■ **Dataset excerpts**

⟨

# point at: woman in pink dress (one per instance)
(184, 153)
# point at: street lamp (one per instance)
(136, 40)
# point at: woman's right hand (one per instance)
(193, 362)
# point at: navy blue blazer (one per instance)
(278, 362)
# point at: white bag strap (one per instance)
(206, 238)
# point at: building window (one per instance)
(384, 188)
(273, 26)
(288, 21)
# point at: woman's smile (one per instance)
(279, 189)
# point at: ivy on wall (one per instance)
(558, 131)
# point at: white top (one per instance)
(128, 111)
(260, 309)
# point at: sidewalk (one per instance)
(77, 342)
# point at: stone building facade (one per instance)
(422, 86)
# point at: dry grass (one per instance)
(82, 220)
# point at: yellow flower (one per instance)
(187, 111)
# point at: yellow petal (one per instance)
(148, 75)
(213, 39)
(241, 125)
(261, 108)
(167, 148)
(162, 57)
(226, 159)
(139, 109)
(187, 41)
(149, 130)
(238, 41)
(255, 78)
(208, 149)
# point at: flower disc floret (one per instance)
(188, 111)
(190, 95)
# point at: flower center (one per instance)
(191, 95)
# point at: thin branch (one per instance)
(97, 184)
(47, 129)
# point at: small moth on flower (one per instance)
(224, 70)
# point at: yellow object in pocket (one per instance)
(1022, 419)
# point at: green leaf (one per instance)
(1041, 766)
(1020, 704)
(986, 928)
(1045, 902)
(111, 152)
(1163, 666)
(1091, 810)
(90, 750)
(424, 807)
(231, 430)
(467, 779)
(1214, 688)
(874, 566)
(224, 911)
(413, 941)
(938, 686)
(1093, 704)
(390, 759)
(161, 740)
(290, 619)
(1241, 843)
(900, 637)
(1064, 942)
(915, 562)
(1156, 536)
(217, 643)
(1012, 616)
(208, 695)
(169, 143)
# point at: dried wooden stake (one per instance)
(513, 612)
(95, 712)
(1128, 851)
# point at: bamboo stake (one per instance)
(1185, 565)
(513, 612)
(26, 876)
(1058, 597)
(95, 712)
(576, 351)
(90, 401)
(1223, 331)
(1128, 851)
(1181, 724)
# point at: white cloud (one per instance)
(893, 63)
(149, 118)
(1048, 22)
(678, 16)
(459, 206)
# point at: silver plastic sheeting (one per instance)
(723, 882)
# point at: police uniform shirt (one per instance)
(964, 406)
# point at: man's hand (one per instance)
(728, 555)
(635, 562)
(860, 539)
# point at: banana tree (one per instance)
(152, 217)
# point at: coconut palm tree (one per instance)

⟩

Each record above has to be retyped exactly, with nothing left out.

■ **Exercise solution**
# point at: woman in pink dress (one per instance)
(184, 153)
# point at: street lamp (one per instance)
(136, 40)
# point at: woman's right hand (one per instance)
(193, 362)
# point at: navy blue blazer (one per instance)
(278, 362)
# point at: white bag strap (one per instance)
(206, 238)
# point at: building window (one per instance)
(384, 188)
(273, 26)
(288, 21)
# point at: woman's smile (one per instance)
(279, 189)
# point at: ivy on wall (one per instance)
(558, 131)
# point at: white top (one per instance)
(128, 111)
(260, 309)
# point at: sidewalk (one per instance)
(77, 342)
# point at: stone building facade (one per instance)
(422, 86)
# point at: dry grass (one per instance)
(82, 220)
# point at: yellow flower (one per instance)
(187, 111)
# point at: yellow petal (one per instance)
(148, 75)
(213, 39)
(241, 125)
(261, 108)
(167, 148)
(162, 57)
(226, 159)
(139, 109)
(187, 41)
(149, 130)
(238, 41)
(255, 78)
(208, 149)
# point at: flower disc floret (one per instance)
(188, 111)
(190, 95)
# point at: flower center (one per instance)
(191, 95)
# point at: thin branch (one per instance)
(97, 184)
(47, 129)
# point at: small moth on flower (one per instance)
(224, 70)
# point at: yellow object in pocket (one per instance)
(1022, 419)
# point at: green leaf (one per instance)
(1041, 766)
(1020, 704)
(986, 928)
(1045, 902)
(111, 152)
(1163, 666)
(1091, 810)
(90, 750)
(424, 807)
(231, 430)
(467, 779)
(1214, 688)
(874, 566)
(224, 911)
(413, 941)
(938, 686)
(1093, 704)
(390, 759)
(161, 740)
(290, 619)
(1241, 843)
(900, 637)
(1064, 942)
(915, 562)
(1156, 536)
(217, 643)
(1012, 616)
(208, 695)
(169, 143)
# point at: dried wooden stake (one per instance)
(513, 612)
(95, 712)
(1128, 851)
# point at: bamboo stake (one per instance)
(1185, 565)
(513, 612)
(26, 876)
(1058, 597)
(95, 712)
(576, 351)
(90, 401)
(1223, 331)
(1128, 851)
(1181, 724)
# point at: white cloud (one per instance)
(893, 63)
(149, 118)
(1048, 22)
(678, 16)
(459, 206)
# point at: silver plastic sheeting (one per instance)
(723, 882)
# point at: police uniform shirt (one per instance)
(964, 406)
# point at: man's hand (one per instance)
(728, 555)
(635, 562)
(860, 539)
# point at: banana tree (one per instance)
(152, 217)
# point at: coconut palm tree (one per instance)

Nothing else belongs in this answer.